### WORK TO COMPLETE
Count the lines containing "field" in the entries underneath, and state that count without anything else.

### INPUT MATERIAL
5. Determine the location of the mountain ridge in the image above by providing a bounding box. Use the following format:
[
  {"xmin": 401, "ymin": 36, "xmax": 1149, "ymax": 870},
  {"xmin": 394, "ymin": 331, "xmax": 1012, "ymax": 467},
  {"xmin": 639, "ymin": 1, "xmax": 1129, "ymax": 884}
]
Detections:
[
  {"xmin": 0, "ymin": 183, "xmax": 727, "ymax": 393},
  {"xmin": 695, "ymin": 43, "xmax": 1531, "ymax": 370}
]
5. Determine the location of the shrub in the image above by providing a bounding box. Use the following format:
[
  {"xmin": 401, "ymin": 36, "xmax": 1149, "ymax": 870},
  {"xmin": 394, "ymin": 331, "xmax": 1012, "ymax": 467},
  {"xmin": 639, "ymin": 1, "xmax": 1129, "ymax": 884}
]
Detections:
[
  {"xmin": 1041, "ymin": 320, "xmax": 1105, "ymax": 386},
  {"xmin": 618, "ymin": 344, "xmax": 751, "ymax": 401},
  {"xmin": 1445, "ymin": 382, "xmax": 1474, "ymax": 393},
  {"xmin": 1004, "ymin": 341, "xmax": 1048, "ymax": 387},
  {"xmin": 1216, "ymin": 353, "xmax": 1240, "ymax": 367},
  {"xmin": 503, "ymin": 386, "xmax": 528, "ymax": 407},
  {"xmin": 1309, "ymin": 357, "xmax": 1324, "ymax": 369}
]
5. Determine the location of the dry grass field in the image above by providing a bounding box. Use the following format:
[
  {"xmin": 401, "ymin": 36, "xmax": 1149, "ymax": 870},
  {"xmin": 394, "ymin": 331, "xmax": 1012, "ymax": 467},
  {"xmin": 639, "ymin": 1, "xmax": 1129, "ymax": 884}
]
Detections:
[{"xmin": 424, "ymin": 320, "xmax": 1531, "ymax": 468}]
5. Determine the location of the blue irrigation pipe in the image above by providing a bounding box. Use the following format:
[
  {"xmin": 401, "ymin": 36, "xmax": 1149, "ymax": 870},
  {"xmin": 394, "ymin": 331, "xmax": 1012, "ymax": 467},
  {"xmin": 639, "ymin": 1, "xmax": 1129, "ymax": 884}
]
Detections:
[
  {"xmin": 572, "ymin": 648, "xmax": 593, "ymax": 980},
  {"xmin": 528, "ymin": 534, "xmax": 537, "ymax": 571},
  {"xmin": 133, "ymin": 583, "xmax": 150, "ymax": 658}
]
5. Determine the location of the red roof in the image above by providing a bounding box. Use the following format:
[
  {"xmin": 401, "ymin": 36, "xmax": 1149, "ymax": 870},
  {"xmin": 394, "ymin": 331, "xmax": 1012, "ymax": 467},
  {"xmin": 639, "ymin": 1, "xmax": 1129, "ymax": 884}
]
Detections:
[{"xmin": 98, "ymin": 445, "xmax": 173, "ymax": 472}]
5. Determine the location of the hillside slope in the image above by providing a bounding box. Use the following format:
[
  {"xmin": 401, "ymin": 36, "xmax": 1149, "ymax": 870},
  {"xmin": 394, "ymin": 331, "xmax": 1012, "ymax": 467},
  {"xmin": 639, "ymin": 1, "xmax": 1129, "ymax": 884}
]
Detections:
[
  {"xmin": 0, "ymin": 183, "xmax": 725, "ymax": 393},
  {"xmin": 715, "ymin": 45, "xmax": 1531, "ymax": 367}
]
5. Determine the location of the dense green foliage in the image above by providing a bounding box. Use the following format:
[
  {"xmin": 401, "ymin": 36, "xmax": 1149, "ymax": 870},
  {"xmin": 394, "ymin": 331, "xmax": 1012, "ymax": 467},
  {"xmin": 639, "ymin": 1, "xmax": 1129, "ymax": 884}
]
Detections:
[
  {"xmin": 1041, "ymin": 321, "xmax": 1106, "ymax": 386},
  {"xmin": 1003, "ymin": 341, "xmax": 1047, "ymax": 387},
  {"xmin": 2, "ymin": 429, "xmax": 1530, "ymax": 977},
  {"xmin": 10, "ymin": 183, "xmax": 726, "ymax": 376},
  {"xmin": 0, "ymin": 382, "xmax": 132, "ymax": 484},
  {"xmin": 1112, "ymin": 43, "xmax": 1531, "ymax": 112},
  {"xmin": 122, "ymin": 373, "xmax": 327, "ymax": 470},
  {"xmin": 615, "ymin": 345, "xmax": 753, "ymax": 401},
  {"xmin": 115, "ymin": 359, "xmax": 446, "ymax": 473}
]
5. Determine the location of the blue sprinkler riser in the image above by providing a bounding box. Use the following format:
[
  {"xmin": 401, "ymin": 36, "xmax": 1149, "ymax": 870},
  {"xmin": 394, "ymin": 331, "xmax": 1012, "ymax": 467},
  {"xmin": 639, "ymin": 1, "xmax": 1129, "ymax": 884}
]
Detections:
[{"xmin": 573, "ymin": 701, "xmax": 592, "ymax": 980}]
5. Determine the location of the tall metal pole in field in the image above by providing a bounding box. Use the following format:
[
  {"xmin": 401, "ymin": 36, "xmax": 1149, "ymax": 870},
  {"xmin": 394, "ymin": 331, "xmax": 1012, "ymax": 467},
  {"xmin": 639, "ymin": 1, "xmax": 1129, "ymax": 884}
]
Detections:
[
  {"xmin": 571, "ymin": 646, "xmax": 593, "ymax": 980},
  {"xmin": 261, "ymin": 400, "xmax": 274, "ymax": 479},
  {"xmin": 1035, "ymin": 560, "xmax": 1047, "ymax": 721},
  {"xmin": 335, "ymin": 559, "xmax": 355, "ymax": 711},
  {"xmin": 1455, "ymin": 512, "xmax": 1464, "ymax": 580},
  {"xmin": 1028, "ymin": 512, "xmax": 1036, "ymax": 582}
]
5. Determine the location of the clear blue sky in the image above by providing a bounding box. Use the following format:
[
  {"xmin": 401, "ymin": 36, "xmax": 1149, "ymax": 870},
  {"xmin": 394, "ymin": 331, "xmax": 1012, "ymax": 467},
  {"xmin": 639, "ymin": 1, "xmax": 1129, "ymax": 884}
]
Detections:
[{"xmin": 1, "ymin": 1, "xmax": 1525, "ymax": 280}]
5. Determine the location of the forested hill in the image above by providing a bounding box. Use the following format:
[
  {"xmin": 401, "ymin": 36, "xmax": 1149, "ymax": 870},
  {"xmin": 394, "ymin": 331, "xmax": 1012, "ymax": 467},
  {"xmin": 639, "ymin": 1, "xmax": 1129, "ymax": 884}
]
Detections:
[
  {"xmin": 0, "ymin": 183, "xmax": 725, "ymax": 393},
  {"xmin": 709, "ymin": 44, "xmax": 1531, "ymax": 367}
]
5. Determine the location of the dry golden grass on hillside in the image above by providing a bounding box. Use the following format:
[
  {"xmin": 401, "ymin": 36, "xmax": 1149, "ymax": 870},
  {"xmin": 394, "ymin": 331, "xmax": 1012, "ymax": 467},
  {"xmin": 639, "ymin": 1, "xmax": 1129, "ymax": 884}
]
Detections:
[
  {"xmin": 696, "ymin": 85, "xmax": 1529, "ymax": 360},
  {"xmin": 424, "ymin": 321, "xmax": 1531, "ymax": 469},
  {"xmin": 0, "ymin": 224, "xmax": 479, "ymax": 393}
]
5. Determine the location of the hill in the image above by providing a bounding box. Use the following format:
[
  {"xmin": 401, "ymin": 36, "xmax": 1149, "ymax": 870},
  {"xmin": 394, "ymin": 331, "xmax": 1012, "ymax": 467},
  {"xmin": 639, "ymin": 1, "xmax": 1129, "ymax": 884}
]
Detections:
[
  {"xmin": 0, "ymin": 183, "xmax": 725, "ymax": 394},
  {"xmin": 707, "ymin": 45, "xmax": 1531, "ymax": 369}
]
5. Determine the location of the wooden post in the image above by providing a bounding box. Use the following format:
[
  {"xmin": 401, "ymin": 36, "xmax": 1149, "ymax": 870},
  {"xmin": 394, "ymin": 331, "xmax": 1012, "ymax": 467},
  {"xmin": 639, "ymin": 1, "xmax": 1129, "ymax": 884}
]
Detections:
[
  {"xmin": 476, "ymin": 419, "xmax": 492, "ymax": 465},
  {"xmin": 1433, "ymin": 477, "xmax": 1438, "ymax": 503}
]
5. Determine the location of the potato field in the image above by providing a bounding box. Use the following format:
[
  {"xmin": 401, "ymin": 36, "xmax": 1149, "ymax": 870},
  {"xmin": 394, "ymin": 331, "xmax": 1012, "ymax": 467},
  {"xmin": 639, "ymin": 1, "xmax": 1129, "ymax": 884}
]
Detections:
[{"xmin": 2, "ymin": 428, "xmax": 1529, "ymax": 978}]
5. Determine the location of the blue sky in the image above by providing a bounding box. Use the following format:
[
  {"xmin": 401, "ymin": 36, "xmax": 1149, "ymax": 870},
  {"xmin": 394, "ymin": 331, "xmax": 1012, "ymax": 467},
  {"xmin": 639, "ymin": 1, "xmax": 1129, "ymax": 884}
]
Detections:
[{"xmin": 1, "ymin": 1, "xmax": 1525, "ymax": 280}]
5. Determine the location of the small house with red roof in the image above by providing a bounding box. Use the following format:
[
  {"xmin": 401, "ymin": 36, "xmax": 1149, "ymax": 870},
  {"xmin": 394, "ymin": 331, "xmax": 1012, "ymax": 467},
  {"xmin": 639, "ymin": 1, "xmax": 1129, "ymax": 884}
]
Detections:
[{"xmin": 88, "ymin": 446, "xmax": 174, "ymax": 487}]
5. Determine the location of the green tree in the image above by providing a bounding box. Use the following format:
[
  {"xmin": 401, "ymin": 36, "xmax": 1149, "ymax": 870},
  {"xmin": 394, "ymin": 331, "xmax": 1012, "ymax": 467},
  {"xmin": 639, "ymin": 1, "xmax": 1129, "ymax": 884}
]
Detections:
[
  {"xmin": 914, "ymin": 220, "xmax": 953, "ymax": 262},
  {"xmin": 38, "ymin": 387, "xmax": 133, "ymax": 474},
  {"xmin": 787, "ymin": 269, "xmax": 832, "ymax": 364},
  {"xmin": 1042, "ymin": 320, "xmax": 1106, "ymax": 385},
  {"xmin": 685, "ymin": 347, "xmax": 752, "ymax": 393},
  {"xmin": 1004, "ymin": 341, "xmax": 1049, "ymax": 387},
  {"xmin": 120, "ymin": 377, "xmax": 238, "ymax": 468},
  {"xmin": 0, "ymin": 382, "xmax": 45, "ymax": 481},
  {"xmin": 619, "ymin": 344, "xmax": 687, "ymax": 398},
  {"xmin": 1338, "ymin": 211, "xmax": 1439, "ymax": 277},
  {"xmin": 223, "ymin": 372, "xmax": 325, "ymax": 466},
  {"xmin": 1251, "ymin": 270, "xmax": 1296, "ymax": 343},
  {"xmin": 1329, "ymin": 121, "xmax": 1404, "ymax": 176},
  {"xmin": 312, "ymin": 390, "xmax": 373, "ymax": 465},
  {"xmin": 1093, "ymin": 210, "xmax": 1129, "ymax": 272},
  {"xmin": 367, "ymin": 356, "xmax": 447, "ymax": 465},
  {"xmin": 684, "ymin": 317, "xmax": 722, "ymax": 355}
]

### ANSWER SECTION
3